_The exercise_:
Which lines of the records contain the string "covered"? Report each of them in full.

Excerpts of pointing data:
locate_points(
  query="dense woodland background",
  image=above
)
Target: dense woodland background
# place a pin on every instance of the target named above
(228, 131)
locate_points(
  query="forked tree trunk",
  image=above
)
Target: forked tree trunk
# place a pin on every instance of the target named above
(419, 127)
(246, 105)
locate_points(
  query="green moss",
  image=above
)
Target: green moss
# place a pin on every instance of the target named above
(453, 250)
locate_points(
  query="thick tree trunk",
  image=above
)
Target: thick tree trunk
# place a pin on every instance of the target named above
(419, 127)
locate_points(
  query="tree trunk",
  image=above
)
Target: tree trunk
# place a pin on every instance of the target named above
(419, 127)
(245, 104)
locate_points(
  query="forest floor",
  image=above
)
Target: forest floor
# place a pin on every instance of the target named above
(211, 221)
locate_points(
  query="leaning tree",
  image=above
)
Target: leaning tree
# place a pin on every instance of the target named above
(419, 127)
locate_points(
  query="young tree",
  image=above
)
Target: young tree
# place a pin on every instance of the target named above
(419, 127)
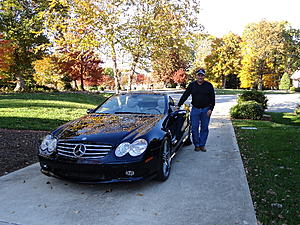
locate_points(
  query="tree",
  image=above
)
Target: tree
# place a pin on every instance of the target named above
(291, 57)
(19, 23)
(263, 48)
(203, 48)
(47, 72)
(285, 82)
(82, 66)
(180, 77)
(170, 50)
(6, 54)
(225, 58)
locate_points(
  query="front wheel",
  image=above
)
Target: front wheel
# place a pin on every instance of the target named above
(165, 161)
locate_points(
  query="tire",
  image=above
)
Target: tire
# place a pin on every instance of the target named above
(165, 161)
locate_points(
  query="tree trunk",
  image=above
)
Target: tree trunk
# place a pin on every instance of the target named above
(75, 84)
(116, 71)
(81, 76)
(20, 86)
(131, 76)
(260, 83)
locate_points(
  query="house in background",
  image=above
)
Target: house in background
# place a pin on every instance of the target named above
(296, 79)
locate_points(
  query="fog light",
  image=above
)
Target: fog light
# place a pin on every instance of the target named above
(44, 166)
(129, 173)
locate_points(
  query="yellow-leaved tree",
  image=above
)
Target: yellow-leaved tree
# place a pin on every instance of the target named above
(263, 51)
(46, 73)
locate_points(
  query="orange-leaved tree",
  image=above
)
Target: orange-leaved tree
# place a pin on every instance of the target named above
(82, 66)
(6, 54)
(180, 77)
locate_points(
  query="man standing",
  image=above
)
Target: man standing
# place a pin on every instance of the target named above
(203, 102)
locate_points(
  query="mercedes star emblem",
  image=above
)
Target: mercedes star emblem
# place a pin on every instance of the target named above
(79, 150)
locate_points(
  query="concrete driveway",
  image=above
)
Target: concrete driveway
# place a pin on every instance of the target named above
(204, 188)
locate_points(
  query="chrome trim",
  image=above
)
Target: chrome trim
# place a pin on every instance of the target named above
(92, 151)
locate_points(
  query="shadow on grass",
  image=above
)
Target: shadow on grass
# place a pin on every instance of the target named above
(40, 105)
(20, 123)
(85, 98)
(285, 119)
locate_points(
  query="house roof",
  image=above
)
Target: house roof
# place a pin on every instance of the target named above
(296, 75)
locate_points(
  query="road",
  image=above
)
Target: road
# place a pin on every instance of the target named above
(204, 188)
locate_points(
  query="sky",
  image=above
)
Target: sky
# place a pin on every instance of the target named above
(220, 17)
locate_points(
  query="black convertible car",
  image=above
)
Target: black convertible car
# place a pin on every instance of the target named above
(129, 137)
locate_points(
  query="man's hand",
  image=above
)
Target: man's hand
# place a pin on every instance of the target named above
(209, 112)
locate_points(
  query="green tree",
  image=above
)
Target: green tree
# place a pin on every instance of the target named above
(20, 23)
(47, 72)
(285, 82)
(225, 58)
(170, 49)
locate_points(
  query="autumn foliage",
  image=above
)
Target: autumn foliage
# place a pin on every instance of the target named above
(82, 66)
(6, 54)
(180, 77)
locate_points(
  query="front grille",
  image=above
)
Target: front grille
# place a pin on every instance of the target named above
(92, 151)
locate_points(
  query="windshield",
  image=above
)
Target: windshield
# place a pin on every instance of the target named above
(135, 103)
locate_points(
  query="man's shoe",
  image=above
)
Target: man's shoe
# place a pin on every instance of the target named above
(198, 149)
(202, 148)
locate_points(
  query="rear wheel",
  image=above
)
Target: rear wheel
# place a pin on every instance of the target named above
(165, 161)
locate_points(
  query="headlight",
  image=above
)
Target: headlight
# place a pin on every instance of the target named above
(134, 149)
(138, 147)
(122, 149)
(48, 145)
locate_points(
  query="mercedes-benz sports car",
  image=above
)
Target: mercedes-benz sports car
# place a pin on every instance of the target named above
(129, 137)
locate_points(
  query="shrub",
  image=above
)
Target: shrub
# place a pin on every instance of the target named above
(247, 110)
(297, 110)
(256, 96)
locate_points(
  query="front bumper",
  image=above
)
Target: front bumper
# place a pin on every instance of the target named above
(99, 173)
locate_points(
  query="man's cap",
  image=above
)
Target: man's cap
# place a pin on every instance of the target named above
(200, 72)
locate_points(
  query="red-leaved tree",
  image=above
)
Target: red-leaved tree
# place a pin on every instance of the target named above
(6, 54)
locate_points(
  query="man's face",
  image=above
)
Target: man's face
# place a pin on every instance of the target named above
(200, 78)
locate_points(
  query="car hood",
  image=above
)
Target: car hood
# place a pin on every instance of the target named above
(108, 128)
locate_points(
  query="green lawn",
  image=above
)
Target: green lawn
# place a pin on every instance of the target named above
(240, 91)
(44, 111)
(272, 162)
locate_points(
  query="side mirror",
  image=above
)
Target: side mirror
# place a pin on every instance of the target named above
(88, 111)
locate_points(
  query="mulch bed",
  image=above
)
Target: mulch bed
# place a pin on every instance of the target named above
(18, 149)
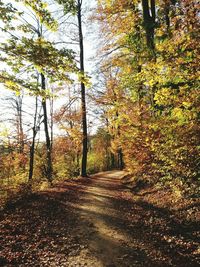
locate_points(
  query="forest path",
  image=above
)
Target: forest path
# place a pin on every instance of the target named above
(94, 222)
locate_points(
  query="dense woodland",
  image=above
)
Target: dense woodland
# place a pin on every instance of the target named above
(143, 90)
(99, 133)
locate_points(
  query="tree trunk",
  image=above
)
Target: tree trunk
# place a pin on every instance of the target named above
(149, 21)
(49, 169)
(83, 100)
(32, 148)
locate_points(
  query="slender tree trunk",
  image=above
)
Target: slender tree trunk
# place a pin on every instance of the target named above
(49, 169)
(32, 148)
(83, 98)
(149, 21)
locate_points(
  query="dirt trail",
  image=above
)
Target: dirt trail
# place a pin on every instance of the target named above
(107, 244)
(95, 222)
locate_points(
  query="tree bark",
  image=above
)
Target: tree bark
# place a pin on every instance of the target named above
(49, 169)
(32, 148)
(83, 98)
(149, 21)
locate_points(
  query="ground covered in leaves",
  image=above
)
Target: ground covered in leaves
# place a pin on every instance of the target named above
(98, 222)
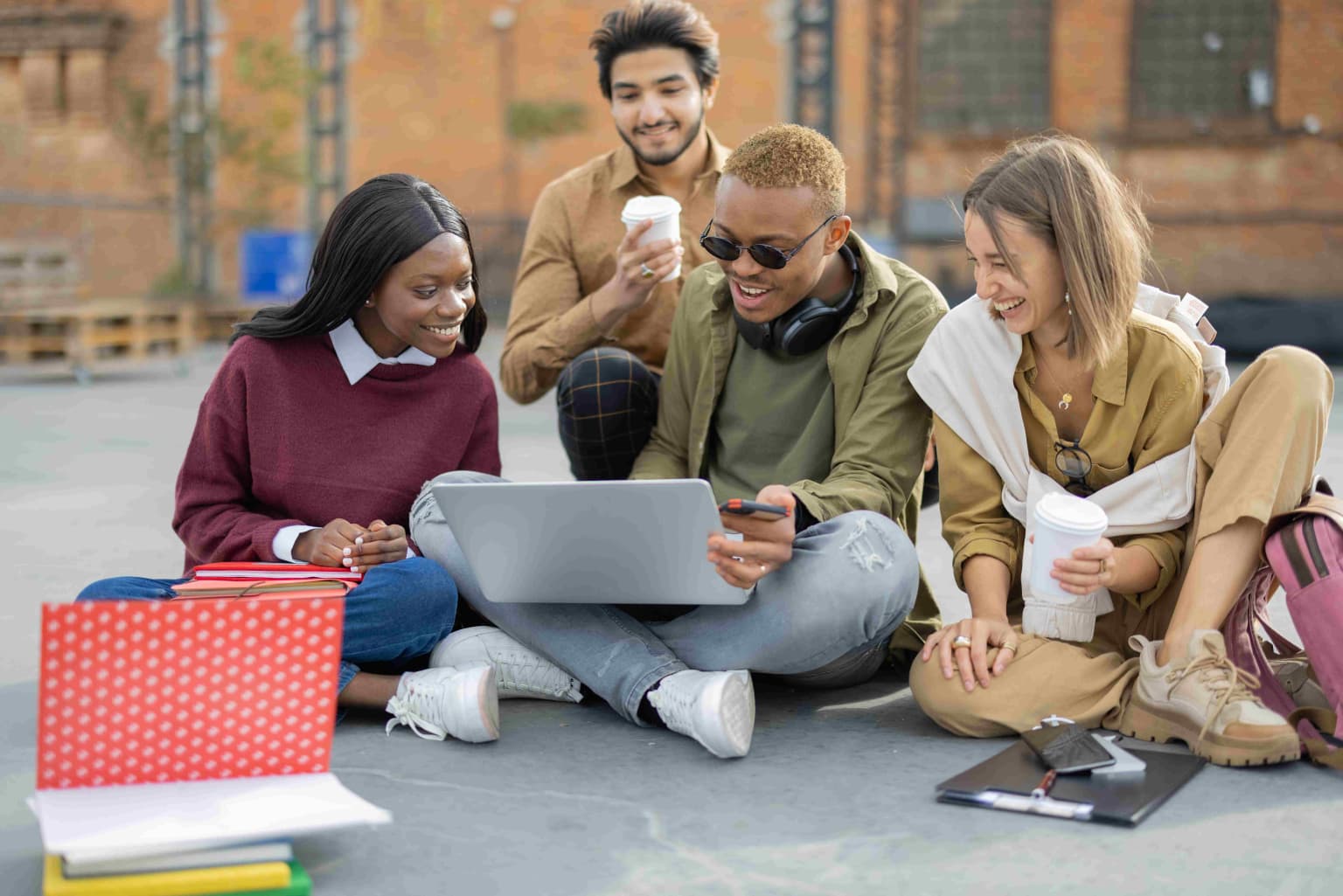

_Task response_:
  query="ground covered in leaves",
Target: ground covered in leaves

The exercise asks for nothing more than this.